(ТЕКСТ)
# # #

AIF.RU: – Возможно, это жестоко прозвучит, но очень часто тяжелобольные дети не могут ходить и даже ползать, или вообще лишены понимания как такового, и это длится по 5–10 лет, а то и больше. Так зачем мучить родителей и прежде всего – самих детей? Не проще ли вернуться к природе, не делать им по 10 операций, а положиться на естественный ход событий? Сложно поверить в то, что ребёнок, к которому приделаны мешочки для сбора мочи и кала, впоследствии скажет спасибо родителям за такое существование.

Анна Сонькина: – Мы как общество должны признавать право родителей говорить: «Мой ребёнок живёт не так, как я хотел бы. Это качество жизни, с мешочками или когда ребёнок не может самостоятельно есть, не такое, как я желал бы себе или кому бы то ни было». Я думаю, что такие мысли есть у всех, но родители часто не позволяют себе так думать. Это интересный, сложный феномен. Если родитель так скажет про своего ребёнка, его не поймут, будет очень много осуждения. Это напрасно, потому что так можно сказать. Это не значит, что человек будет требовать активной эвтаназии, но он имеет право отказаться от героических попыток по спасению его жизни, если он этого не хочет, если качество его жизни не будет его устраивать. То же самое касается и детей. Здесь предстоит большая работа по перевоспитанию нашего общества вообще и медицины в частности. Человека, отказавшего в помощи, можно засудить, можно назвать это неоказанием помощи, а то и пассивной эвтаназией, то есть у нас законодательство не очень утверждает право пациентов и родителей пациентов принимать решение о собственном лечении. Здесь всё плавает.

# # #

(ДОСТУПНЫЕ ДАННЫЕ)
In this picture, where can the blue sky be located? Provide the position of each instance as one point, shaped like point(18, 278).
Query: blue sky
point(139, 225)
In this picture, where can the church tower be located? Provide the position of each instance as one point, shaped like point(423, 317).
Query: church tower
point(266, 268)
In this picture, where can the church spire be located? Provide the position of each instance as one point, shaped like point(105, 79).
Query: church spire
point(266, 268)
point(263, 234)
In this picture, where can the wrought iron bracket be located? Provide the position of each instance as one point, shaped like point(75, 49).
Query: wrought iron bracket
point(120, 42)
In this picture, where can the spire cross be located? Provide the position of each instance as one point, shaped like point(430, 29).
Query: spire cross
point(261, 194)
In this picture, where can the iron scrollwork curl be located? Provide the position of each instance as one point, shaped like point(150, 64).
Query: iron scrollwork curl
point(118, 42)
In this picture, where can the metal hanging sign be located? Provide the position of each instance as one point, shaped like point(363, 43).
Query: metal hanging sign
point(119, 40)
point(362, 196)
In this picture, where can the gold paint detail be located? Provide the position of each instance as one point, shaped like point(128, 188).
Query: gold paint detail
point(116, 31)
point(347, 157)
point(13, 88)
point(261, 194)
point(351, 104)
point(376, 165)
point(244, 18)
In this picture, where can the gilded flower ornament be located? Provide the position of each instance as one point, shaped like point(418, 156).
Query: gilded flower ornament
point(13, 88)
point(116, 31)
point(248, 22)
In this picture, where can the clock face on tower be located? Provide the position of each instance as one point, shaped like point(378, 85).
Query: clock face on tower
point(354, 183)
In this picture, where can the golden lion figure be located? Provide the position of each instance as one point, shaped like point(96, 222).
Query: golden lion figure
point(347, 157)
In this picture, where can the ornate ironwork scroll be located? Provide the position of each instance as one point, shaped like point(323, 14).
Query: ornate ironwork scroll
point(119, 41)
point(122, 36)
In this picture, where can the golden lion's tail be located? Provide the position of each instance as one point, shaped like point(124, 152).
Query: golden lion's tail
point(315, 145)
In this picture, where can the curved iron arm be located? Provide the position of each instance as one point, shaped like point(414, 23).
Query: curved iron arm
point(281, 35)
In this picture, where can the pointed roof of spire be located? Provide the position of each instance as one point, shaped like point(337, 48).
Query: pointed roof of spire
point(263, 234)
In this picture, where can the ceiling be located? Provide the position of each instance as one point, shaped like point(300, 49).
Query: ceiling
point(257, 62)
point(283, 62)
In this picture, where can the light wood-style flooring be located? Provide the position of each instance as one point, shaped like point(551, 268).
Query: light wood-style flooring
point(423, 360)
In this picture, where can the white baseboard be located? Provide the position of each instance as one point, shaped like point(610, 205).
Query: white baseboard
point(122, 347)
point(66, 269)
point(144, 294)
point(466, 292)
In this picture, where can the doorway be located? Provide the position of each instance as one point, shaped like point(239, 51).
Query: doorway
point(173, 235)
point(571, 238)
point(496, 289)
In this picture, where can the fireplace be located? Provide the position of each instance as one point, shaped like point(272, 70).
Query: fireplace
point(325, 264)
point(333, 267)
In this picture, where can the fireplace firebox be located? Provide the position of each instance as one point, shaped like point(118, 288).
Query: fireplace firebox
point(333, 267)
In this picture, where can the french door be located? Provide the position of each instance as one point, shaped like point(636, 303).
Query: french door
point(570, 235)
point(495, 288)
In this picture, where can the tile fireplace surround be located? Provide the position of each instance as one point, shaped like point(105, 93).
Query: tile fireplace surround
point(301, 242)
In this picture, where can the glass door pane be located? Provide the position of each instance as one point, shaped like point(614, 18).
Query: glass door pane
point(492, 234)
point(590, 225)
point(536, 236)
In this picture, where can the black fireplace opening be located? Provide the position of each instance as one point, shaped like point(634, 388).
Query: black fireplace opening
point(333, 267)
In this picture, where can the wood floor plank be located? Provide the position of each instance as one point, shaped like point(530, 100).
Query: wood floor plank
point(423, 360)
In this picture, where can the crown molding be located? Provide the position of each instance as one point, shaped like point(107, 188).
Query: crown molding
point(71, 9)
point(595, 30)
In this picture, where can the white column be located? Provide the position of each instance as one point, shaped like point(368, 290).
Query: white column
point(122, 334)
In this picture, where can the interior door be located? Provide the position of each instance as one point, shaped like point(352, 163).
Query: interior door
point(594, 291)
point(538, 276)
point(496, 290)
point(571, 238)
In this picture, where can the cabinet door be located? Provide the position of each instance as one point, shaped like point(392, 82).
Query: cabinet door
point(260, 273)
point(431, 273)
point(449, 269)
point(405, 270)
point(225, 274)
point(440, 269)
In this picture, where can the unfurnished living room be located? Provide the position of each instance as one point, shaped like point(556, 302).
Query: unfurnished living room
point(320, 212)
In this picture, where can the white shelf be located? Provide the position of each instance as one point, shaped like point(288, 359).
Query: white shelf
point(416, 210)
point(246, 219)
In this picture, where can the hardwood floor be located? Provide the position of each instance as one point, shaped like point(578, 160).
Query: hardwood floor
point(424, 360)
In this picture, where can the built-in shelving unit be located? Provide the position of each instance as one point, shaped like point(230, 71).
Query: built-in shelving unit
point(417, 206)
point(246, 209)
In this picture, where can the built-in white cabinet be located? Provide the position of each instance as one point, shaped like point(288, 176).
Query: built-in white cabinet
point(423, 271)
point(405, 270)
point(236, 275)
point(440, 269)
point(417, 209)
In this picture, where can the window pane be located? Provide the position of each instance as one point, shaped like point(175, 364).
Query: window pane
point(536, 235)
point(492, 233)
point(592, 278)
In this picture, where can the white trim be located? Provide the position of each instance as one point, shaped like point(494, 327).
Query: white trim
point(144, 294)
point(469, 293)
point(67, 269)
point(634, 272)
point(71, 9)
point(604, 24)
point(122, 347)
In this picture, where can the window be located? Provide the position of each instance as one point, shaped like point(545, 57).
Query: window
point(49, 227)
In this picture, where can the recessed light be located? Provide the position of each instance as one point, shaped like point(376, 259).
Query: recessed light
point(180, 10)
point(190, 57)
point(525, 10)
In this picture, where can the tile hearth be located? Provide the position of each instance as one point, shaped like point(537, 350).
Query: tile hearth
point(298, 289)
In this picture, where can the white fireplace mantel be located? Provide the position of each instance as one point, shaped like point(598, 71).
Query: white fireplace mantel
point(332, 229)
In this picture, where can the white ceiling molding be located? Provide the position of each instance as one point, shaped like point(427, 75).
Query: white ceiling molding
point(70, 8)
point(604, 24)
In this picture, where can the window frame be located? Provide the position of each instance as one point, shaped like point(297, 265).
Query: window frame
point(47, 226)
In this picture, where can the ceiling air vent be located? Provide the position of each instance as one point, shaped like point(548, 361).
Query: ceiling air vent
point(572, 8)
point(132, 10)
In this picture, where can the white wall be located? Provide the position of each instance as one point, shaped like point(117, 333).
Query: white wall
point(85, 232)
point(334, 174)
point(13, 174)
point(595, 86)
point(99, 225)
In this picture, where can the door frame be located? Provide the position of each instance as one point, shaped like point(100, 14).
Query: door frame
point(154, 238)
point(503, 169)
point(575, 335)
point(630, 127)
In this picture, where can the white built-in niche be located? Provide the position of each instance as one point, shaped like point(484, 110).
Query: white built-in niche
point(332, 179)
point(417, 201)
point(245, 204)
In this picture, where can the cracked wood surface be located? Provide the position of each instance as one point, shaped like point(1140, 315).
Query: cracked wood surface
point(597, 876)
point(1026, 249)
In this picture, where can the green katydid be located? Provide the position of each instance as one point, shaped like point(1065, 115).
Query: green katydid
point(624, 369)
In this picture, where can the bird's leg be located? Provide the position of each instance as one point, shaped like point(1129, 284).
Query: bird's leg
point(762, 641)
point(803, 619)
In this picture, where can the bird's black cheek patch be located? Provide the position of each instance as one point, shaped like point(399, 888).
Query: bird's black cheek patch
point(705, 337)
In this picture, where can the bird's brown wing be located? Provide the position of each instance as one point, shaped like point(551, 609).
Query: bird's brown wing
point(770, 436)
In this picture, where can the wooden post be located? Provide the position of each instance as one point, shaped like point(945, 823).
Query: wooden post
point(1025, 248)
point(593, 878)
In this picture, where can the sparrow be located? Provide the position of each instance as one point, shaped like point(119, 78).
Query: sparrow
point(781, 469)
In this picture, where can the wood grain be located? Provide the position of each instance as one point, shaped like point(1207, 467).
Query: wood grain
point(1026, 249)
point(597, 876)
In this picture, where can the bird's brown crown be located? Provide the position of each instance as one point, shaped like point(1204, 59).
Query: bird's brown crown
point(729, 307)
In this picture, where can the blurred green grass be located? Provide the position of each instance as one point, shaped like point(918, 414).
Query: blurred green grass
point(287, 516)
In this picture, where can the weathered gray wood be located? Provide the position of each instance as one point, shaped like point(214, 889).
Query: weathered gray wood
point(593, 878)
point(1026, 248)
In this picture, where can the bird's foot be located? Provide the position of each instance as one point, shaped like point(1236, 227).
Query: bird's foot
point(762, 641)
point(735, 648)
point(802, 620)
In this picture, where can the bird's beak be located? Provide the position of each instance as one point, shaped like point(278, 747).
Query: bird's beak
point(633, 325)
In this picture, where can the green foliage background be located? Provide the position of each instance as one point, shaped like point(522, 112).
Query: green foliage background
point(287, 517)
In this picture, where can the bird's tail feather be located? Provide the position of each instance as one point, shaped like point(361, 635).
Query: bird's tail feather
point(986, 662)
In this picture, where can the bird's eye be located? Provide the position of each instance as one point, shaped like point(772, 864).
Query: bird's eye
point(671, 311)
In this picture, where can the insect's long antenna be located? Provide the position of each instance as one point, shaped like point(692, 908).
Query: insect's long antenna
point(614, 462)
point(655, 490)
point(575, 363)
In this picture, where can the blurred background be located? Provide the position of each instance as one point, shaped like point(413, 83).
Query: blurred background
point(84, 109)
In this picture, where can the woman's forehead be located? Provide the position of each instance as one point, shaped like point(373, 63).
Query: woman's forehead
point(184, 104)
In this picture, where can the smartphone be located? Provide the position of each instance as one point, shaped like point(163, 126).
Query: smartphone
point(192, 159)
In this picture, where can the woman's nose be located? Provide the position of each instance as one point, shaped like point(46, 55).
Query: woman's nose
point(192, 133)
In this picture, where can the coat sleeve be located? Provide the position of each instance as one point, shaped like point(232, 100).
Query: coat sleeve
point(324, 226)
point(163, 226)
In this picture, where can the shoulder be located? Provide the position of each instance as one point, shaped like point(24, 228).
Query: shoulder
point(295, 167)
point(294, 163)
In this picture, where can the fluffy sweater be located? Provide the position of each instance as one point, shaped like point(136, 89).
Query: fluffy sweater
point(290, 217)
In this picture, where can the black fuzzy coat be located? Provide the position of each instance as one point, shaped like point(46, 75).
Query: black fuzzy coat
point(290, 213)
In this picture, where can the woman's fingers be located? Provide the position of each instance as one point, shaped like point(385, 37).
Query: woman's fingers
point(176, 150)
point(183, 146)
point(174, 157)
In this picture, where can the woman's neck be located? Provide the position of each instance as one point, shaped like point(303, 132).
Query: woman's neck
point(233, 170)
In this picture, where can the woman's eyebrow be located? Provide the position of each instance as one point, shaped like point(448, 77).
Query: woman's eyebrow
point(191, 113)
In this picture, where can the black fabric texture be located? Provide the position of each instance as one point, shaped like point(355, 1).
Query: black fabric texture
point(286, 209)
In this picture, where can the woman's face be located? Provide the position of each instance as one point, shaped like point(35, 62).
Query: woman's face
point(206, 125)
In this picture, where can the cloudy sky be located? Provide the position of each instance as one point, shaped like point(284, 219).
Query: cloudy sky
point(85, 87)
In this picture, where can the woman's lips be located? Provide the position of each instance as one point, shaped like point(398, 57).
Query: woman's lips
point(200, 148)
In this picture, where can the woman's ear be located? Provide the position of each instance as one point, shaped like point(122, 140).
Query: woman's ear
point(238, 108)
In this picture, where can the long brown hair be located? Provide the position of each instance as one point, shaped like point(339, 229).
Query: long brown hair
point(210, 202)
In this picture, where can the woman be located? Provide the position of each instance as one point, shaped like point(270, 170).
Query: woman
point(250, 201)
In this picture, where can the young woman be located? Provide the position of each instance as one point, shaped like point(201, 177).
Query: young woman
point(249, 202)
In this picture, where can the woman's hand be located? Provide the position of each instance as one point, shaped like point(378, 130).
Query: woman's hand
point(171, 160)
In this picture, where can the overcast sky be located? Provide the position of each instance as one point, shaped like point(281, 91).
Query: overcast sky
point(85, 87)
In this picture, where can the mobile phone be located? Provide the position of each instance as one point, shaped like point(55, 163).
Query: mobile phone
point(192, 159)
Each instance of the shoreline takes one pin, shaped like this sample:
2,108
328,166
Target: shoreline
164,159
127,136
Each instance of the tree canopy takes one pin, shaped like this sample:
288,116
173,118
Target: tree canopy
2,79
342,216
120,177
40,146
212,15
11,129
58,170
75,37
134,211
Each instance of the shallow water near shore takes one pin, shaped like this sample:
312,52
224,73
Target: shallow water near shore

# # #

(ЗАДАНИЕ)
Выведите без изменений фрагмент текста о тяжелобольных детях между словами «AIF.RU: – Возможно, это» и «за такое существование.» включительно. Отвечайте, опираясь только на текст.

(ПОЛЕ ОТВЕТА)
AIF.RU: – Возможно, это жестоко прозвучит, но очень часто тяжелобольные дети не могут ходить и даже ползать, или вообще лишены понимания как такового, и это длится по 5–10 лет, а то и больше. Так зачем мучить родителей и прежде всего – самих детей? Не проще ли вернуться к природе, не делать им по 10 операций, а положиться на естественный ход событий? Сложно поверить в то, что ребёнок, к которому приделаны мешочки для сбора мочи и кала, впоследствии скажет спасибо родителям за такое существование.